- _Exercise details_:
A faithful copy of the whole listing is the goal. Match it exactly.

- _Given records_:
________________

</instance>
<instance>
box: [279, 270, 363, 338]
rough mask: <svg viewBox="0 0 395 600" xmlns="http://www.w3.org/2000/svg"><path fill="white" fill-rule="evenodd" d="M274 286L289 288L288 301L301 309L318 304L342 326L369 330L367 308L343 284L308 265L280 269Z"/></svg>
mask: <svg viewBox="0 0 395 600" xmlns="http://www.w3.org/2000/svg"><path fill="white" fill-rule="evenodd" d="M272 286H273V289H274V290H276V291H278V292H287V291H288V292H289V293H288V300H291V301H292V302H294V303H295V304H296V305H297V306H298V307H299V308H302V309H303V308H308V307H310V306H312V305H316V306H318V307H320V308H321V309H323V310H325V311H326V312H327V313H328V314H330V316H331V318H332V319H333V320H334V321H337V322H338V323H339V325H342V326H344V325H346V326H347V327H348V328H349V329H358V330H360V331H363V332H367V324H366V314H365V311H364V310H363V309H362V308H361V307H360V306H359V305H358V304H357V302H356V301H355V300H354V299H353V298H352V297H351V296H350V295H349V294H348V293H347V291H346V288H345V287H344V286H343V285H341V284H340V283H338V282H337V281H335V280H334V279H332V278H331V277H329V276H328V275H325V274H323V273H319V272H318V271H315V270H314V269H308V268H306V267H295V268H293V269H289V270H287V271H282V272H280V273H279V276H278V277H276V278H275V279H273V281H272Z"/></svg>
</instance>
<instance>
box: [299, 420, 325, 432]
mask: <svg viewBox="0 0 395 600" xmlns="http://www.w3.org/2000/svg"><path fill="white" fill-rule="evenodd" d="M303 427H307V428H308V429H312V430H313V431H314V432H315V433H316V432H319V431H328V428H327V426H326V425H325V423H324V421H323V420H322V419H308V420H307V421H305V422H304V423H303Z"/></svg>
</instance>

________________

- _Solution to the problem_:
</instance>
<instance>
box: [279, 270, 363, 338]
rough mask: <svg viewBox="0 0 395 600" xmlns="http://www.w3.org/2000/svg"><path fill="white" fill-rule="evenodd" d="M274 286L289 288L288 301L301 309L318 304L342 326L369 330L367 308L343 284L308 265L280 269Z"/></svg>
mask: <svg viewBox="0 0 395 600" xmlns="http://www.w3.org/2000/svg"><path fill="white" fill-rule="evenodd" d="M272 286H273V289H274V290H276V291H278V292H287V291H288V292H289V293H288V300H291V301H292V302H294V303H295V304H296V305H297V306H298V307H299V308H302V309H303V308H308V307H310V306H312V305H316V306H318V307H320V308H321V309H323V310H325V311H326V312H327V313H328V314H330V316H331V318H332V319H333V320H334V321H337V322H338V323H339V325H342V326H344V325H346V326H347V327H348V328H349V329H358V330H360V331H363V332H367V324H366V314H365V311H364V310H363V309H362V308H361V307H360V306H359V305H358V304H357V302H356V301H355V300H354V299H353V298H352V297H351V296H350V295H349V294H348V293H347V291H346V288H345V287H344V286H343V285H341V284H340V283H338V282H337V281H335V280H334V279H332V278H331V277H329V276H328V275H325V274H323V273H319V272H318V271H315V270H314V269H308V268H306V267H295V268H293V269H289V270H287V271H282V272H280V273H279V276H278V277H276V278H275V279H273V281H272Z"/></svg>
</instance>
<instance>
box: [299, 420, 325, 432]
mask: <svg viewBox="0 0 395 600" xmlns="http://www.w3.org/2000/svg"><path fill="white" fill-rule="evenodd" d="M303 427H307V428H308V429H312V430H313V431H314V432H315V433H316V432H319V431H328V428H327V426H326V425H325V423H324V421H323V420H322V419H308V420H307V421H305V422H304V423H303Z"/></svg>
</instance>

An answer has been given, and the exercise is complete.